- EXERCISE BRIEF -
Please reproduce the material below, substituting "Target" for each occurrence of "Query" and keeping everything else unchanged.

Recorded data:
——————

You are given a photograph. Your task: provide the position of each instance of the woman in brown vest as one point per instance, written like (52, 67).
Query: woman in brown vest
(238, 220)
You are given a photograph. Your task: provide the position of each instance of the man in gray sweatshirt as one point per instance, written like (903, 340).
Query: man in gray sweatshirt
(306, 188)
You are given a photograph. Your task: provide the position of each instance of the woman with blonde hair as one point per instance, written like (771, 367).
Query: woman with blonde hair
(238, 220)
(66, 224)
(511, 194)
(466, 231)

——————

- COMPLETED TASK -
You are given a photograph. Your task: provide the position of each instance of the woman in brown vest as one point per instance, written like (52, 67).
Target: woman in brown vest
(238, 220)
You are given a photograph. Your task: provide the position of each instance of the man in gray sweatshirt as one point per instance, written like (903, 340).
Target: man in gray sweatshirt
(306, 188)
You are given a photograph. Your task: provide the position of each instance of the woman with blonde hair as one point per instance, written like (771, 367).
Target: woman with blonde hair
(238, 220)
(66, 224)
(511, 194)
(466, 231)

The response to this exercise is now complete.